Task details - Swap "keypoint" for "marker" everywhere it occurs in the material below, keeping every other line as it is. Leave the pictures out of your answer.

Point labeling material
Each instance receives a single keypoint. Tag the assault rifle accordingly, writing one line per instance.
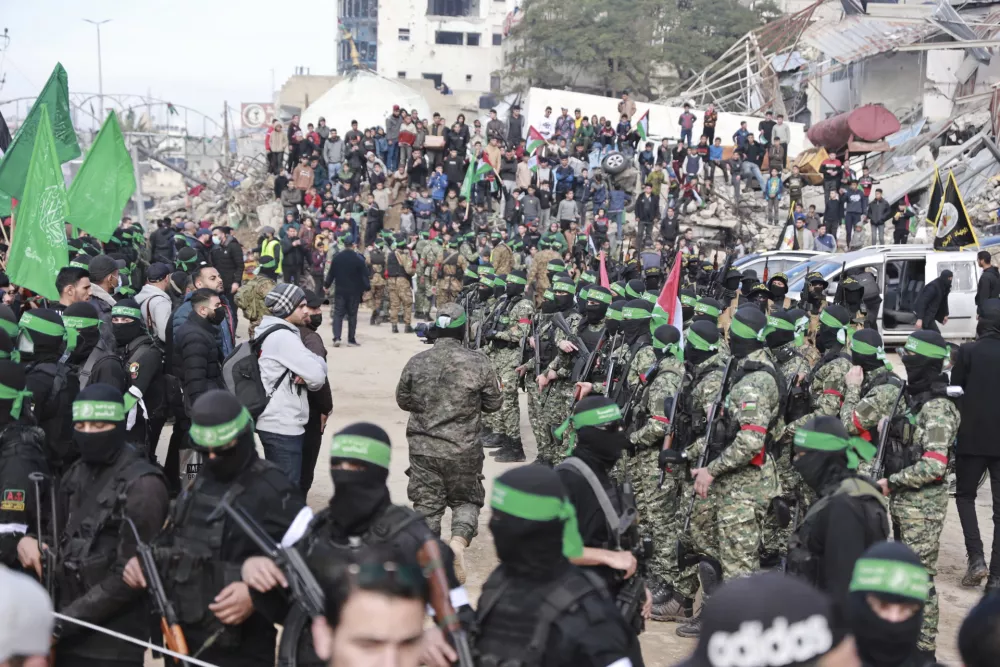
(878, 464)
(301, 582)
(430, 561)
(684, 560)
(173, 635)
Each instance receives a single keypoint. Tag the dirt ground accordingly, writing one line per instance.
(364, 381)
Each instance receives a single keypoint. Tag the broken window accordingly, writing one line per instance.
(446, 37)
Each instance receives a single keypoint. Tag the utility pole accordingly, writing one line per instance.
(100, 69)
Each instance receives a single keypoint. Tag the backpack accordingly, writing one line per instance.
(241, 373)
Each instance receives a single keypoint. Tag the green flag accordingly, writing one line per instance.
(104, 184)
(38, 249)
(14, 166)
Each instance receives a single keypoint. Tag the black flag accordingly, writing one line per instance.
(954, 229)
(5, 138)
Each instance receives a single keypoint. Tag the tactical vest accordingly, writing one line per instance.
(90, 539)
(513, 630)
(728, 427)
(801, 561)
(190, 568)
(902, 451)
(394, 268)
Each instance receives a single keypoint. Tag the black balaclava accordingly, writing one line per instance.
(42, 346)
(832, 333)
(88, 334)
(599, 446)
(701, 342)
(780, 329)
(923, 357)
(613, 318)
(635, 319)
(359, 495)
(688, 299)
(222, 427)
(531, 543)
(564, 291)
(666, 342)
(820, 468)
(517, 280)
(866, 350)
(891, 572)
(598, 301)
(126, 333)
(745, 331)
(100, 403)
(15, 400)
(989, 319)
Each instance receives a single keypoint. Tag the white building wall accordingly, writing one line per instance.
(462, 68)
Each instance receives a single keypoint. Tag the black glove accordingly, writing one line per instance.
(670, 458)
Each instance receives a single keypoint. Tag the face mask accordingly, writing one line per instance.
(218, 315)
(100, 448)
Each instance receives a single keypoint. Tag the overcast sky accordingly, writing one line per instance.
(196, 53)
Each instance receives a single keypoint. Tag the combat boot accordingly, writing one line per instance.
(710, 576)
(458, 545)
(976, 572)
(514, 453)
(676, 608)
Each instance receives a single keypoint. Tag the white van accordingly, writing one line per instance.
(901, 272)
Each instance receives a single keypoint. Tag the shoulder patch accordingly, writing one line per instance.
(12, 500)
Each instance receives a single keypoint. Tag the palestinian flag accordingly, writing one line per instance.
(642, 127)
(476, 172)
(535, 141)
(937, 193)
(954, 229)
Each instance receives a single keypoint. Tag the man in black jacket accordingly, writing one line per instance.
(989, 282)
(349, 272)
(199, 360)
(227, 257)
(978, 450)
(161, 243)
(932, 302)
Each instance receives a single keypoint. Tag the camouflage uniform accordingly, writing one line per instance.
(512, 327)
(657, 507)
(401, 291)
(250, 299)
(745, 478)
(919, 497)
(445, 389)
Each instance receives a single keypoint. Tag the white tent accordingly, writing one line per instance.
(365, 97)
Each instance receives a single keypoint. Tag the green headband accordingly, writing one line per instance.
(213, 437)
(599, 296)
(635, 314)
(362, 448)
(699, 343)
(925, 349)
(451, 323)
(857, 450)
(534, 507)
(125, 311)
(98, 411)
(706, 309)
(564, 287)
(18, 396)
(874, 575)
(867, 350)
(741, 330)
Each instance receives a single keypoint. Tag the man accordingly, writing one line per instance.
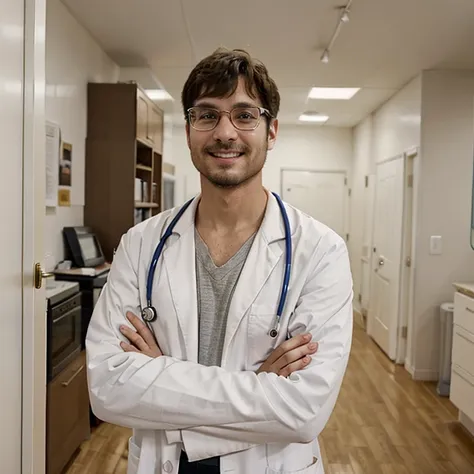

Task answer -
Each instance receives a single marker. Tag the assault rifle accordingly, writing one line per instance.
(878, 464)
(301, 582)
(430, 561)
(684, 560)
(173, 635)
Each instance receives a single marker. Tag the dirt ground accordingly, writing one line per instance.
(364, 381)
Each instance receives a single marker. Tag the broken window accordingly, writing one line per instance.
(446, 37)
Each instance receives a single marker. Tag the utility pole accordingly, writing one line per instance.
(100, 69)
Each instance receives a single marker. Tag the backpack accordingly, writing one line per instance.
(241, 373)
Each instance receives a single marker. Tag the green flag accordingly, writing one line per instance.
(104, 184)
(38, 249)
(14, 166)
Each instance receives a single marker. Tag the black flag accordingly, writing one line per instance.
(954, 229)
(5, 138)
Each instance receives a single marker. Tag the tactical vest accordingly, writing one line per instance.
(90, 539)
(513, 630)
(728, 427)
(801, 561)
(190, 568)
(902, 451)
(394, 268)
Each instance receives a single marker. Tag the black balaclava accordingly, writing one line per instance.
(42, 346)
(832, 333)
(88, 334)
(599, 446)
(701, 342)
(780, 329)
(923, 357)
(613, 318)
(635, 319)
(359, 495)
(688, 299)
(222, 427)
(531, 543)
(564, 291)
(666, 342)
(820, 468)
(517, 280)
(866, 350)
(891, 572)
(598, 301)
(126, 333)
(745, 331)
(100, 403)
(15, 400)
(989, 319)
Each instance receives a single marker. Tag the white building wall accordingly, writing one line per instance.
(462, 68)
Each instance receives a single marker. Tag the black glove accordingly, writing one line per instance.
(670, 458)
Each instance receives a single marker. Tag the face mask accordingly, writing one line per instance.
(218, 315)
(100, 448)
Each instance receives a single marker. Tag the overcast sky accordingly, writing one line per instance.
(196, 53)
Each instance receives a single marker. Tag the combat boot accordingly, writing one line per instance.
(710, 576)
(458, 545)
(976, 572)
(514, 453)
(676, 608)
Each instance receives a single marker. Tag the white van accordingly, writing one line per instance.
(901, 272)
Each instance receives a single marker. Tag the shoulder patch accordingly, writing one line per instance.
(12, 500)
Each instance receives a single marker. Tag the palestinian flag accordingly, writing one line per instance.
(642, 127)
(476, 172)
(535, 141)
(937, 193)
(954, 229)
Each instance receives a single marker. Tag the man in black jacket accordingly, writing one line per instance.
(989, 282)
(349, 272)
(199, 360)
(227, 257)
(978, 450)
(161, 243)
(932, 302)
Each instance receives a single marker. Tag the camouflage uniform accordingly, writing one line per instance.
(512, 327)
(657, 507)
(401, 291)
(250, 299)
(745, 478)
(919, 497)
(445, 389)
Each instance receives a single marker. Tag the white tent accordingly, writing one line per instance.
(365, 97)
Each instance receives a single marker. Tag the green headband accordingly, writing one line per instance.
(213, 437)
(599, 296)
(635, 314)
(362, 448)
(699, 343)
(925, 349)
(451, 323)
(857, 450)
(534, 507)
(125, 311)
(98, 411)
(706, 309)
(564, 287)
(18, 396)
(874, 575)
(867, 350)
(741, 330)
Each instance receives a single marker. Tag the man accordingly, writing one line per instance.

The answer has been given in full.